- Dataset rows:
━━━━━━
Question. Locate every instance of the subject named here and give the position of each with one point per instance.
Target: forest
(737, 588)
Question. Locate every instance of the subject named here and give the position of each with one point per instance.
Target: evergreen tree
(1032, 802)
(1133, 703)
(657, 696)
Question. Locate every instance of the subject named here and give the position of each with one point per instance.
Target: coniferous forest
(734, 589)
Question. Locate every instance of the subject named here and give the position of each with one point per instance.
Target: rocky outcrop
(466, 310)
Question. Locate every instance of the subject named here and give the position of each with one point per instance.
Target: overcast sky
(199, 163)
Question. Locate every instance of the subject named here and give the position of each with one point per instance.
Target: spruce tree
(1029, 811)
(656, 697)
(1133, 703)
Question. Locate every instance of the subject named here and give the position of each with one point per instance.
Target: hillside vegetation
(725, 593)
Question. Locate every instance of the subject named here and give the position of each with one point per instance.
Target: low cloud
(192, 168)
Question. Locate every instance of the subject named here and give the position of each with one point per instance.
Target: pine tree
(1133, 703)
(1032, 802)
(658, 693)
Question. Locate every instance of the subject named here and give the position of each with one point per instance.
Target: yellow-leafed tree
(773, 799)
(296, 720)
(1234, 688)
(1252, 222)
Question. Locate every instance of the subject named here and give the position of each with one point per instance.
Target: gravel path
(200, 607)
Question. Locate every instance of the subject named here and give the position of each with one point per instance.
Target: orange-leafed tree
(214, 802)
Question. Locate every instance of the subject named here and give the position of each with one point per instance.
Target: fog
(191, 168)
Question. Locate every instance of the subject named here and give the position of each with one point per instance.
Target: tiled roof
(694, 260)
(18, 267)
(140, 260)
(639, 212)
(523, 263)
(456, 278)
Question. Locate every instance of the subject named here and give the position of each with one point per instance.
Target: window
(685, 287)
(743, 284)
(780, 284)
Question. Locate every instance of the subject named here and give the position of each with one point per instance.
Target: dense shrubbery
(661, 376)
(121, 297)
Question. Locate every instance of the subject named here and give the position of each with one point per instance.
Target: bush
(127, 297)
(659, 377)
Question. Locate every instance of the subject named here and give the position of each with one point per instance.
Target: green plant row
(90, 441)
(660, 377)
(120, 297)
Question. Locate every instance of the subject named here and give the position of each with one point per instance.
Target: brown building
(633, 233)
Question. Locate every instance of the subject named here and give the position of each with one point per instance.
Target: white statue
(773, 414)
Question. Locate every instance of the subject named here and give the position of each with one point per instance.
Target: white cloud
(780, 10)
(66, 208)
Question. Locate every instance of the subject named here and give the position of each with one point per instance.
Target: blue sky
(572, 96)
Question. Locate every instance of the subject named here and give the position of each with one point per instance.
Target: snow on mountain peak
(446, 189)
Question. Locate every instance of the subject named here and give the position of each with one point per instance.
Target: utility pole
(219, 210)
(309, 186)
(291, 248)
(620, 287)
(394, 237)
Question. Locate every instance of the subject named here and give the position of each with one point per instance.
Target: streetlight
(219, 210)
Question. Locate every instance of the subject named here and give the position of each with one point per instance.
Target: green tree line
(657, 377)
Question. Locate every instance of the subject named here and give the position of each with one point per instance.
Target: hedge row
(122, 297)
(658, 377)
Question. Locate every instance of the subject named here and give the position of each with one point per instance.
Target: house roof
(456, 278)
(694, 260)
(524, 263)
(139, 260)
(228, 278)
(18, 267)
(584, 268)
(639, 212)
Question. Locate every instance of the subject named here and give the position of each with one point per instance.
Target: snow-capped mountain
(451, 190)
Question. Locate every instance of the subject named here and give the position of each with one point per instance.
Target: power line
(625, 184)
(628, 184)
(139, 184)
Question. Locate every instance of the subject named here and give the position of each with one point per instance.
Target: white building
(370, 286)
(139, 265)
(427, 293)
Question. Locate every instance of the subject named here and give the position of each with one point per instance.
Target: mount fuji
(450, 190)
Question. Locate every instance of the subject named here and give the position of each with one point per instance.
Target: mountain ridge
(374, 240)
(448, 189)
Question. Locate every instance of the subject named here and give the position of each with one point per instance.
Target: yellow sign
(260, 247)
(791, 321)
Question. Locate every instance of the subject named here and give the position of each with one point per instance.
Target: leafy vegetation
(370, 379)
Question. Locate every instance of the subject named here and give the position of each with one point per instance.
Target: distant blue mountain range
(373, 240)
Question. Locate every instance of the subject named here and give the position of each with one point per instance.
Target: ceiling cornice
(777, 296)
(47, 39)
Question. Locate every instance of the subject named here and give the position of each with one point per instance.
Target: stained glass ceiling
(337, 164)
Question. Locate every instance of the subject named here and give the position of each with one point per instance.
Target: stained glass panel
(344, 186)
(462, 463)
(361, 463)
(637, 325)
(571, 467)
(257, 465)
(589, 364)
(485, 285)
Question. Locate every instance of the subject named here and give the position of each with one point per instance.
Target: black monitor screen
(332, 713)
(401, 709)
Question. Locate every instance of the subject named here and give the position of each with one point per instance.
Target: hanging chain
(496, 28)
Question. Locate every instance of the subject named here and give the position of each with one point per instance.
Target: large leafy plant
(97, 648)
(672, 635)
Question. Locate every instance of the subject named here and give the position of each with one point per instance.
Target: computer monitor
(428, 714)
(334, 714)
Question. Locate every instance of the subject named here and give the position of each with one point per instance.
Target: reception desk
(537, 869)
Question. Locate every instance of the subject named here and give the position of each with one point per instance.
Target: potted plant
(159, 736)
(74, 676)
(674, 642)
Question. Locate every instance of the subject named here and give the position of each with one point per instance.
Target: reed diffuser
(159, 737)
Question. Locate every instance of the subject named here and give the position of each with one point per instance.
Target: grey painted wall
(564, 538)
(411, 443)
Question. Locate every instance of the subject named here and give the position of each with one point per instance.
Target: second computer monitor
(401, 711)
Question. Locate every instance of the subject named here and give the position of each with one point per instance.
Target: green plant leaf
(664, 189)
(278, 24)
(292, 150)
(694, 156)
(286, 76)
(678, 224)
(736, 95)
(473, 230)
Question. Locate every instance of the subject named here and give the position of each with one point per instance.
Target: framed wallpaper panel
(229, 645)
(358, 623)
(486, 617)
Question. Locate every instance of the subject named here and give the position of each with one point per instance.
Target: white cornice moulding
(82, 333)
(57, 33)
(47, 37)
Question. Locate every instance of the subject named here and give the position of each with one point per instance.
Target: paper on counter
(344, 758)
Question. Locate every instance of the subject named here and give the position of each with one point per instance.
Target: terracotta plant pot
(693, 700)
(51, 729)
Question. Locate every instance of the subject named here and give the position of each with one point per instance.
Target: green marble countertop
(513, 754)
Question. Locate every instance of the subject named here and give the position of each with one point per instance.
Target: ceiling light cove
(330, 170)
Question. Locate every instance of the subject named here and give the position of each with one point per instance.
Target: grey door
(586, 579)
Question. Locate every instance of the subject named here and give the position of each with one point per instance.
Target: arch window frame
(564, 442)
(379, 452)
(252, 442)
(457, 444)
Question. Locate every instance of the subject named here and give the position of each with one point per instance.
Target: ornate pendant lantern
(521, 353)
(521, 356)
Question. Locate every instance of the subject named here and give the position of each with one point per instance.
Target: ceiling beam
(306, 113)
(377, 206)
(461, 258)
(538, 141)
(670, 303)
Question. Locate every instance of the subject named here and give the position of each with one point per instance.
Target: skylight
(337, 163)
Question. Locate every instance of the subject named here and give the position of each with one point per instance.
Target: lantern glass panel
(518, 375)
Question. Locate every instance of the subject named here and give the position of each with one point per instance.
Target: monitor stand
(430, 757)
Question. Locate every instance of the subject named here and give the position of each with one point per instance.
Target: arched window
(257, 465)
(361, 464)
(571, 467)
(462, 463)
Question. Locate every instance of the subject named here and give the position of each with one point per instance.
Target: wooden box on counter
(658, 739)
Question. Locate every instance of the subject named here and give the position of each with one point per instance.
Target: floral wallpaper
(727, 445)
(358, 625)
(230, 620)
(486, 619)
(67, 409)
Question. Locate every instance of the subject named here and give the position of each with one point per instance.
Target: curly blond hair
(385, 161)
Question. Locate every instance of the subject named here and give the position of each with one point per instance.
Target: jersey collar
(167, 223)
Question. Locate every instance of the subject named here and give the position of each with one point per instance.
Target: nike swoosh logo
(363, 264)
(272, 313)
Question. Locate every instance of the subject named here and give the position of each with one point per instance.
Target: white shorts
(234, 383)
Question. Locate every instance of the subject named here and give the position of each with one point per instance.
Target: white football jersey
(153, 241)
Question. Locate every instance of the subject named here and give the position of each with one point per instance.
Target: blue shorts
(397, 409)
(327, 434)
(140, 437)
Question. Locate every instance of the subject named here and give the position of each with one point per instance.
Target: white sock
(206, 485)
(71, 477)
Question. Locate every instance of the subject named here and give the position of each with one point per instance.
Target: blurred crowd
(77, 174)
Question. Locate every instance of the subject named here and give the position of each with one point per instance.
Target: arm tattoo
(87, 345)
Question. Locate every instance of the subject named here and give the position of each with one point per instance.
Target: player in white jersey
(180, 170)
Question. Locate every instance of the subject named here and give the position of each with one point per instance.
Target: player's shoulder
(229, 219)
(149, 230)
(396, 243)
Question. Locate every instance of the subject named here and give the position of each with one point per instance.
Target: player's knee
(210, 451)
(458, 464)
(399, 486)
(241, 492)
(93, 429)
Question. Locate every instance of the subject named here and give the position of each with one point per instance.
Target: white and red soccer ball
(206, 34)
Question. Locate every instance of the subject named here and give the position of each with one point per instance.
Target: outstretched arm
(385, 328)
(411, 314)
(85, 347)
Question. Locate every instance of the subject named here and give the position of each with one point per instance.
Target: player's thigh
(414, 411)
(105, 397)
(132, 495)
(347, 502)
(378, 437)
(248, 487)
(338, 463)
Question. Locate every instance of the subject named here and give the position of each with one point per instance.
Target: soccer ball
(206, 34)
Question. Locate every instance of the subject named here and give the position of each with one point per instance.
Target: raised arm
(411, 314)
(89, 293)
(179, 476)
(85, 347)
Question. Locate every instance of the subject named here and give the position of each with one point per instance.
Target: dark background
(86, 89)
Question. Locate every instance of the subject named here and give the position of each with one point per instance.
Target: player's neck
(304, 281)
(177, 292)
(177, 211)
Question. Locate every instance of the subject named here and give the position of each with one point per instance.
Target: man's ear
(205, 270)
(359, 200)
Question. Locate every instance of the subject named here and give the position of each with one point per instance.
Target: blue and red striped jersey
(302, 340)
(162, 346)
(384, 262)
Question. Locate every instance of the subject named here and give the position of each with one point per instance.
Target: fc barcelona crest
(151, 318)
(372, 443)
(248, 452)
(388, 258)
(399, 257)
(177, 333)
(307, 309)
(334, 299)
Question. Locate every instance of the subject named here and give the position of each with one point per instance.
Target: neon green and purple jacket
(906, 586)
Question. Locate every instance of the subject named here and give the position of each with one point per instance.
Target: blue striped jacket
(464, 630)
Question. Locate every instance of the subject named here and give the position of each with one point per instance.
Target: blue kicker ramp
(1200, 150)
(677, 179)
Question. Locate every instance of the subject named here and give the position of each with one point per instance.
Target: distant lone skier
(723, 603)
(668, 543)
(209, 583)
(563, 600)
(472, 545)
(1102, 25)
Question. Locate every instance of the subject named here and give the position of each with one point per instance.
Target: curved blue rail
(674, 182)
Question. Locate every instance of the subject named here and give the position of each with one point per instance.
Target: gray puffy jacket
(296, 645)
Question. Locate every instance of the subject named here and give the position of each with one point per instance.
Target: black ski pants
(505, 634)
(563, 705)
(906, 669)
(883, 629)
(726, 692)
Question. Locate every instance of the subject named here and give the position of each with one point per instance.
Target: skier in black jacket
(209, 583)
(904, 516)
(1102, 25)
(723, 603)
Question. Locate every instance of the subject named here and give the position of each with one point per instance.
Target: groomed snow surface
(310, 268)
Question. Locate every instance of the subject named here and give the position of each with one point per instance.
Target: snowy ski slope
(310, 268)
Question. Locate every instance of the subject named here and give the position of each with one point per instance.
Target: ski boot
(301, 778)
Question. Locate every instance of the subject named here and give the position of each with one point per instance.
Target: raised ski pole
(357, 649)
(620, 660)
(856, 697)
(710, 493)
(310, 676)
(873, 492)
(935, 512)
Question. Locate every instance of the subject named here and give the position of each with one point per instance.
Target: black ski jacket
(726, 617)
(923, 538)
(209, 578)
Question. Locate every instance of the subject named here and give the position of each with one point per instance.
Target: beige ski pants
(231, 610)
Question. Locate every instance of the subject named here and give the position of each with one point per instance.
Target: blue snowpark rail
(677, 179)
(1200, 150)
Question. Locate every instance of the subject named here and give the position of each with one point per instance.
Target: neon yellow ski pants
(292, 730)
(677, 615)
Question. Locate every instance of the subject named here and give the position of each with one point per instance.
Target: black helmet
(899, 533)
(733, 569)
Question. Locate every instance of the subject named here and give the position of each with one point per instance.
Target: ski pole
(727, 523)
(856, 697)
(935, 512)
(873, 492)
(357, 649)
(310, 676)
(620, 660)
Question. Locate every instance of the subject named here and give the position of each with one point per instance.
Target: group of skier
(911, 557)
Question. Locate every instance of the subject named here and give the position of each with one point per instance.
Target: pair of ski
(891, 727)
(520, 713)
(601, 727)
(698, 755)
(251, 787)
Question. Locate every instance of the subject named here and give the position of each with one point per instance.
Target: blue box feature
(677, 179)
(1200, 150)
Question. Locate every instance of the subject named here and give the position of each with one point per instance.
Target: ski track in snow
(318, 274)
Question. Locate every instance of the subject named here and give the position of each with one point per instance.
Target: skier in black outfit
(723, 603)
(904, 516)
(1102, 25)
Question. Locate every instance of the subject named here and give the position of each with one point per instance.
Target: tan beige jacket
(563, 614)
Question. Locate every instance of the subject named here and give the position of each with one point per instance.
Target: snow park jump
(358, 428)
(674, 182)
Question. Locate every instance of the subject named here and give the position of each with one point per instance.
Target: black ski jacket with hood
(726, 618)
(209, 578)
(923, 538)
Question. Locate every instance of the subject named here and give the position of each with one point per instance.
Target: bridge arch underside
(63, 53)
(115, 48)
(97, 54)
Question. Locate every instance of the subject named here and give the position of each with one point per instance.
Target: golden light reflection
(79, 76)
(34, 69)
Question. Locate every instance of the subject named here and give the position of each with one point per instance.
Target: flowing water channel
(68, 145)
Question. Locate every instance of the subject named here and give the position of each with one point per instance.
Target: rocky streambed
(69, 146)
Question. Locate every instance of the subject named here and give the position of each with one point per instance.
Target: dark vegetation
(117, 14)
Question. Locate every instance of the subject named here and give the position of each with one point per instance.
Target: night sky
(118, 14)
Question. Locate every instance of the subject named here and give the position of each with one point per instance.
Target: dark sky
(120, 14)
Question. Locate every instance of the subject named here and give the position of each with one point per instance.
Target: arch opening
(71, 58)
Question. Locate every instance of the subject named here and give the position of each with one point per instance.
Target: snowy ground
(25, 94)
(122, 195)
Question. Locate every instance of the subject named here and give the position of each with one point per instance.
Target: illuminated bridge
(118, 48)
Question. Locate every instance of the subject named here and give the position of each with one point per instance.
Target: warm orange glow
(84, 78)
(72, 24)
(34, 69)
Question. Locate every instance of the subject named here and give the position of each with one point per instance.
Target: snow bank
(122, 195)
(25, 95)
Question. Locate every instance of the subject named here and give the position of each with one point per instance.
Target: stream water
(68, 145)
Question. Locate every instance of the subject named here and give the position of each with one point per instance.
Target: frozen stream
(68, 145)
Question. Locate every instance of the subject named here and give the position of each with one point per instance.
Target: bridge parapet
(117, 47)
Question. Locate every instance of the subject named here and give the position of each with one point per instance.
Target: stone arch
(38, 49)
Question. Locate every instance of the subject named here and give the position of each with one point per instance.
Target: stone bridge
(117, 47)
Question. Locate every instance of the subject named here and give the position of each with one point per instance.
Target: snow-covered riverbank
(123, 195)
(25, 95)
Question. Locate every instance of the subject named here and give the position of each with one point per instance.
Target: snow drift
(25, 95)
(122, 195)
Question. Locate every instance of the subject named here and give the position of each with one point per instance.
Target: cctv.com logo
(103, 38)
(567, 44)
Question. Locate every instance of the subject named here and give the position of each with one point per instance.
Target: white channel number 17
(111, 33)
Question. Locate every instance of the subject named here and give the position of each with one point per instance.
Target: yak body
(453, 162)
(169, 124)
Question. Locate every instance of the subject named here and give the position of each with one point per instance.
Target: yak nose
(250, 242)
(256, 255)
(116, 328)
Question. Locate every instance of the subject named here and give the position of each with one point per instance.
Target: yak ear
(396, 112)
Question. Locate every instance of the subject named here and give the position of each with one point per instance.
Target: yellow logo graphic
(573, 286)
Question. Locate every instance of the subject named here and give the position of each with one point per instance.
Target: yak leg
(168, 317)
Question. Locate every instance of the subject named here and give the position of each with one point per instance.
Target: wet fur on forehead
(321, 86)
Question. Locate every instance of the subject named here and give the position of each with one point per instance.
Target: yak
━━━━━━
- Instructions to follow:
Which lines in the entries above contain the string "window"? Show each of those lines in full. Case counts, so a different capitalization is not a match.

- Final answer:
Target: window
Target: arch window frame
Target: arched window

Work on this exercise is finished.